→ **Tasks to complete**:
(A) In the text on Sir Daniel's call for a lawyer in Number Ten, who do others in the government legal service say is on hand to advise the Prime Minister?
(B) Write the next part of the text on Sir Daniel's call for a lawyer in Number Ten, starting after its final sentence.

→ **Extract**:
<<<<

Sir Daniel who is now in private practice spoke to Radio 4. He said that he was surprised that the Prime Minister’s office was not having any legal adviser to handle legal issues which could crop up at a short notice.
He said it would be a valuable addition to the Prime Minister to have a lawyer in his team who could point out on legal issues when and where it crops up.
Sir Daniel points out that Prime Ministers often have advisers in other areas of expertise, such as economics, science and foreign policy.
He added that when it came to the issue of law the whole government machinery was failing to address as well as it might at the heart of the government though at departmental levels it was doing rather well. It was not being addressed properly when it came to Number Ten and in the National Security Council.
The Prime Minister chairs the National Security Council which includes other senior members of the cabinet, the Chief of the Defence Staff and heads of the intelligence agencies attend when required
Sir Daniel's call for a lawyer in Number Ten was not shared by others in the government legal service, who point out that the Attorney General was on hand to advise the Prime Minister as necessary.

>>>>

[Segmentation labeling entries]
<<<<

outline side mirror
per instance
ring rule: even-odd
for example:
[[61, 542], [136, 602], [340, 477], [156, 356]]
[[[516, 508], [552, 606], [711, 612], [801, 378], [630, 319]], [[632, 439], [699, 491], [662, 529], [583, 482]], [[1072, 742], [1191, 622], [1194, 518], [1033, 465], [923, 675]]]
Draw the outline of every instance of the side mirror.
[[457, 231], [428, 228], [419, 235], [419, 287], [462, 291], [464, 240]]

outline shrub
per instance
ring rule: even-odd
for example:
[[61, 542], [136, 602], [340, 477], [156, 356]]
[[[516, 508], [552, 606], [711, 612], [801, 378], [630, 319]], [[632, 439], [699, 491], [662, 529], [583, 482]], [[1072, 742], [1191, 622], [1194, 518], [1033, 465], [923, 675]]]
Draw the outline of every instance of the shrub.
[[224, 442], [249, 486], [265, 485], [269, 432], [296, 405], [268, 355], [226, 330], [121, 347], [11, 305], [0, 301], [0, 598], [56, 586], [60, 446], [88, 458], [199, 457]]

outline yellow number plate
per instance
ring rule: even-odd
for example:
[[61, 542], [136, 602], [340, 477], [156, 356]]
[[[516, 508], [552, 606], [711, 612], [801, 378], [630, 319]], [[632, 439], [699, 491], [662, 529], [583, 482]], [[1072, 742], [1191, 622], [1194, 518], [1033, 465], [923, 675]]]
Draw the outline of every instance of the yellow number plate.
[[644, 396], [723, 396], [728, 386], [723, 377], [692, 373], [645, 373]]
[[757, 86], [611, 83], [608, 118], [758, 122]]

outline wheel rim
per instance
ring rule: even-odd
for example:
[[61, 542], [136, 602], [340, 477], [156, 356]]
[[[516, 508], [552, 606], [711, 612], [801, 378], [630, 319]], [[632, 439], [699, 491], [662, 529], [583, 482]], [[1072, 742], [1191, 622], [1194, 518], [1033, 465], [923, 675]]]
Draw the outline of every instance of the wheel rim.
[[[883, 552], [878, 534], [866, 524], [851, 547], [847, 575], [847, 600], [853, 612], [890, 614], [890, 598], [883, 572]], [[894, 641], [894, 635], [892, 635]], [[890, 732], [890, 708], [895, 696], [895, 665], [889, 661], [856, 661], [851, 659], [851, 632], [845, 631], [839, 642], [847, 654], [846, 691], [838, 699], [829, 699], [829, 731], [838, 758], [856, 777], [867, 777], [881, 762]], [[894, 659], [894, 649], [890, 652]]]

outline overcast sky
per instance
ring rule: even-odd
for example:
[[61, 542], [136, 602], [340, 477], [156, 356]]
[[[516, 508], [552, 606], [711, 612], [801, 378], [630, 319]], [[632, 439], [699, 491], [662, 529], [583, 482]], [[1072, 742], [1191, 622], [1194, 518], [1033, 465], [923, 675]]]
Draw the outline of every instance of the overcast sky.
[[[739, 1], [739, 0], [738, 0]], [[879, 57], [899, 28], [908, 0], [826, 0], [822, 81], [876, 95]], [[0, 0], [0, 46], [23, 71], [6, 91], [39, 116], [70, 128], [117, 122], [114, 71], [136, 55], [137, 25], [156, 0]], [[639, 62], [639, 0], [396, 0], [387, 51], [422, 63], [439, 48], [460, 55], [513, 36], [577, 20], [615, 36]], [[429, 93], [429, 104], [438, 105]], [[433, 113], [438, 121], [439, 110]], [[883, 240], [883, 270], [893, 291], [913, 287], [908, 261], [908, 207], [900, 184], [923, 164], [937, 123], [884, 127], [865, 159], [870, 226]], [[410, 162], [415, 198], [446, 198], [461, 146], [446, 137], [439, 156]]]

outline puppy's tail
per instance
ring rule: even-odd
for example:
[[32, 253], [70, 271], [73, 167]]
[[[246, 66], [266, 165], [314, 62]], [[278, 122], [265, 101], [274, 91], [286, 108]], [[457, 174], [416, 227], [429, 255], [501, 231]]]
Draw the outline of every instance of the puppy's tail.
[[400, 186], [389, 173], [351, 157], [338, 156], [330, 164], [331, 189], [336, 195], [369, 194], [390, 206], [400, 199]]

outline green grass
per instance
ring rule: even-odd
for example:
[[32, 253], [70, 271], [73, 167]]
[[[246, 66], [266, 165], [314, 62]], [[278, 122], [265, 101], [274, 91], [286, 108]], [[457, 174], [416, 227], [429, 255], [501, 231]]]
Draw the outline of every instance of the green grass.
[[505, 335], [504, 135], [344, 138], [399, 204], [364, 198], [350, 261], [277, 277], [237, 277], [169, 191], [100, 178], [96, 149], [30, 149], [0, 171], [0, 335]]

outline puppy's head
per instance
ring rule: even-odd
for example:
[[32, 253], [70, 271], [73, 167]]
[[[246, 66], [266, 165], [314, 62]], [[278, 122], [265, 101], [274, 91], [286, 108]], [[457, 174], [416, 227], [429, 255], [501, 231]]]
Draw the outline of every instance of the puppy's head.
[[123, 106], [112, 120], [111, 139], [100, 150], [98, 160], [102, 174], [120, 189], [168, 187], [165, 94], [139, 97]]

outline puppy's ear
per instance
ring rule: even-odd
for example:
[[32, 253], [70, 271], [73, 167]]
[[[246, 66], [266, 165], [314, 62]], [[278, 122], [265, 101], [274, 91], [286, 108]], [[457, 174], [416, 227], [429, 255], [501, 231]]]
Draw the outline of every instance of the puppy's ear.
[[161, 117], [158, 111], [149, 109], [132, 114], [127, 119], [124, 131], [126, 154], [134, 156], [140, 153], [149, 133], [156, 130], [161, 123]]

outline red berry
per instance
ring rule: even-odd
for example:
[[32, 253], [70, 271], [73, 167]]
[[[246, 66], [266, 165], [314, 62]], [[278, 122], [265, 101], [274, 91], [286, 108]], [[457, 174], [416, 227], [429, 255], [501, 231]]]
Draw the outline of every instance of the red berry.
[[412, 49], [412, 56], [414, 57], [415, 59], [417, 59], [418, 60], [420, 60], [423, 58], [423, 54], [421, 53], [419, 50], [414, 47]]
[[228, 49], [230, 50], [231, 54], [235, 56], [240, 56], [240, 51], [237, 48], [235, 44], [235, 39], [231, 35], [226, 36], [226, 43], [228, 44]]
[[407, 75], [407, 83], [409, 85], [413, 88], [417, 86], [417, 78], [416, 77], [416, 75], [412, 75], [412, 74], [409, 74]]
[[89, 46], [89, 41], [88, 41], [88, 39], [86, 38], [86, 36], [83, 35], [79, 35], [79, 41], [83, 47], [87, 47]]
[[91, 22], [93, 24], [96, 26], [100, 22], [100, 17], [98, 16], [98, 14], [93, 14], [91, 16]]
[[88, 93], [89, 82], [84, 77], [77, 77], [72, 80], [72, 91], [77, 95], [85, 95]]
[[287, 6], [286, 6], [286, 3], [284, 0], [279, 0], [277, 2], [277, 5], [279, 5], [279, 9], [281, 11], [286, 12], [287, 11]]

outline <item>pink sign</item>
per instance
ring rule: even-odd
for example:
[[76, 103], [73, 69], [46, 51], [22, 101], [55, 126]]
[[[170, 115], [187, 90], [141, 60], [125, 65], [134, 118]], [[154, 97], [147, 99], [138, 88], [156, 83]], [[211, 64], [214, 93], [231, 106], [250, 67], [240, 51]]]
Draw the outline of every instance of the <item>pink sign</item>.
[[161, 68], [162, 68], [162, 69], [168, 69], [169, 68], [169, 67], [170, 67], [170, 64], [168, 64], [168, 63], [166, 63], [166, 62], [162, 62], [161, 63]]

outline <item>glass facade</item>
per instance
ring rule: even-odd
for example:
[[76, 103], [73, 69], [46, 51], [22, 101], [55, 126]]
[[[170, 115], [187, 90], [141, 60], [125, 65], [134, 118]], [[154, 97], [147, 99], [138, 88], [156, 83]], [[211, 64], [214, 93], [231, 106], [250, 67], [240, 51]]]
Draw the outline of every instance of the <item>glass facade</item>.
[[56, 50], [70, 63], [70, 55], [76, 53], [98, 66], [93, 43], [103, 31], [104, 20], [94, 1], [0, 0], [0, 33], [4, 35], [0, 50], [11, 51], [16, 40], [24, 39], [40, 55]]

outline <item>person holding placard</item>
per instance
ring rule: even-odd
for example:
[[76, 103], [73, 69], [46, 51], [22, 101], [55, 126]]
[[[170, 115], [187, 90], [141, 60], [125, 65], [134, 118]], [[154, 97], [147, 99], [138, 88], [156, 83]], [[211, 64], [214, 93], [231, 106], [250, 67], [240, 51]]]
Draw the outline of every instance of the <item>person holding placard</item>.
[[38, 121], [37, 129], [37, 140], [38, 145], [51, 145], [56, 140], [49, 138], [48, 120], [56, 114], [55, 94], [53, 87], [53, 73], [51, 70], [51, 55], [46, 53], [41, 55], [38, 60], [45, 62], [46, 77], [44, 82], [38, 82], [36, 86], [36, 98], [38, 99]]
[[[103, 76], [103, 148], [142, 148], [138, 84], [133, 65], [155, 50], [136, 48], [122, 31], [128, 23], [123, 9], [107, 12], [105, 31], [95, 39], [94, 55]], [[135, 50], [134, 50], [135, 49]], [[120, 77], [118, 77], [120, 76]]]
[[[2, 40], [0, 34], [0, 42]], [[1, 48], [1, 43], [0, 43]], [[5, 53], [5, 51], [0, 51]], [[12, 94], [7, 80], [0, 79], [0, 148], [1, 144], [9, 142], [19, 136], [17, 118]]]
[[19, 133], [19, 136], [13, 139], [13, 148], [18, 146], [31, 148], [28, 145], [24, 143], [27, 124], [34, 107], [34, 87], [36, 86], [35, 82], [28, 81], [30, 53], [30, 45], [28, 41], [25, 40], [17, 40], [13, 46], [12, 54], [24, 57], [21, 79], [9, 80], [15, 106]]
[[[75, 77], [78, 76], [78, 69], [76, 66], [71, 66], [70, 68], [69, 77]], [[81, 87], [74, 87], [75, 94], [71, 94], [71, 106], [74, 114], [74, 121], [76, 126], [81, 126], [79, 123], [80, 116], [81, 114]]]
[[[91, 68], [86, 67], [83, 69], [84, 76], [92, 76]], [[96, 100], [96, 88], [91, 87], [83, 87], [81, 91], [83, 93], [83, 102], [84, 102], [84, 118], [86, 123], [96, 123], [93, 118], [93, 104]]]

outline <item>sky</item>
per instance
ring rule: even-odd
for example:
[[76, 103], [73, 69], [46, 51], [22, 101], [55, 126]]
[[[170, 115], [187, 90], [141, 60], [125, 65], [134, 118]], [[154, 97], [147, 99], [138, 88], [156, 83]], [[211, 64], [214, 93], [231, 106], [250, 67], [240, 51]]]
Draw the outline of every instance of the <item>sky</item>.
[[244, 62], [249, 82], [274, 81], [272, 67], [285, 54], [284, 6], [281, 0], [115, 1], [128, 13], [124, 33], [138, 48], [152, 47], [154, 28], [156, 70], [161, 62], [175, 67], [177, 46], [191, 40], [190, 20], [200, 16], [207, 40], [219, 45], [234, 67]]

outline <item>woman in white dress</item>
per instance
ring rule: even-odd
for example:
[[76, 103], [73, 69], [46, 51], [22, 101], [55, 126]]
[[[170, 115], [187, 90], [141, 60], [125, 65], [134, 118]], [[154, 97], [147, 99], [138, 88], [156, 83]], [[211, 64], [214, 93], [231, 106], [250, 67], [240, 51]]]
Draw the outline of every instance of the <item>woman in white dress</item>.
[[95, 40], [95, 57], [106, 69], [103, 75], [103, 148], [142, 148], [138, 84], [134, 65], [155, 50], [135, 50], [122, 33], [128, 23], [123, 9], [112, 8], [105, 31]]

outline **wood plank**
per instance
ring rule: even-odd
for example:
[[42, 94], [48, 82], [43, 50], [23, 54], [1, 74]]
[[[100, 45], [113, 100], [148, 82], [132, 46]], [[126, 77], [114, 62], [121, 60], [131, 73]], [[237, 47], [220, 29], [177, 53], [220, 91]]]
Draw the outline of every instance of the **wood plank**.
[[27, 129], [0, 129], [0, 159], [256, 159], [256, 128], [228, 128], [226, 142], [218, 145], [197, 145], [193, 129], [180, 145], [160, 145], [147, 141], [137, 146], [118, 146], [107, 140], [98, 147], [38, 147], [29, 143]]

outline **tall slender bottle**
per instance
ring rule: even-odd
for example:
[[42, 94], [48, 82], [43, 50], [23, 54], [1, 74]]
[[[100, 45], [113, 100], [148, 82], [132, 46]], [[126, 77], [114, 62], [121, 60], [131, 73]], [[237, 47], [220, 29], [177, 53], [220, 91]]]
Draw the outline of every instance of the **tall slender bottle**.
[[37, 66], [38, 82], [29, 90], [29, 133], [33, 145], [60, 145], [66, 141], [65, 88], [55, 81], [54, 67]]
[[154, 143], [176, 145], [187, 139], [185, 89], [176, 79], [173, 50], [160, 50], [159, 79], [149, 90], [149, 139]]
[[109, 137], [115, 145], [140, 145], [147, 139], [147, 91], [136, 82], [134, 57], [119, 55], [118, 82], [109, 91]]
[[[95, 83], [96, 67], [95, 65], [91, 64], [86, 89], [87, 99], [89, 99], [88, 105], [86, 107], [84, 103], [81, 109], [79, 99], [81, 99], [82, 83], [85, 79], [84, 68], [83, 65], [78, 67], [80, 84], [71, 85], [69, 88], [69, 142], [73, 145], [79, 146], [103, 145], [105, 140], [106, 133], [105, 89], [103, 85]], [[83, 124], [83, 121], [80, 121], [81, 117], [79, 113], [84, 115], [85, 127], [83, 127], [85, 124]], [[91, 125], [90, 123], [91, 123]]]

>>>>

→ **Results for the exercise**:
(A) The Attorney General.

(B)
However, the Attorney General is not a member of the National Security Council.
Legal advice is also available to Downing Street from the legal advisers working for departmental ministers. Those lawyers might fear being by-passed if the Prime Minister had a legal adviser of his own. On the other hand, their advice might be given greater weight in Downing Street if it was endorsed by an official from within the Prime Minister's trusted inner circle.
Sir Daniel declined to comment directly on the government's recently published Justice and Security Bill, which aims to ensure that ministers will no longer have to disclose security and intelligence material to claimants in court.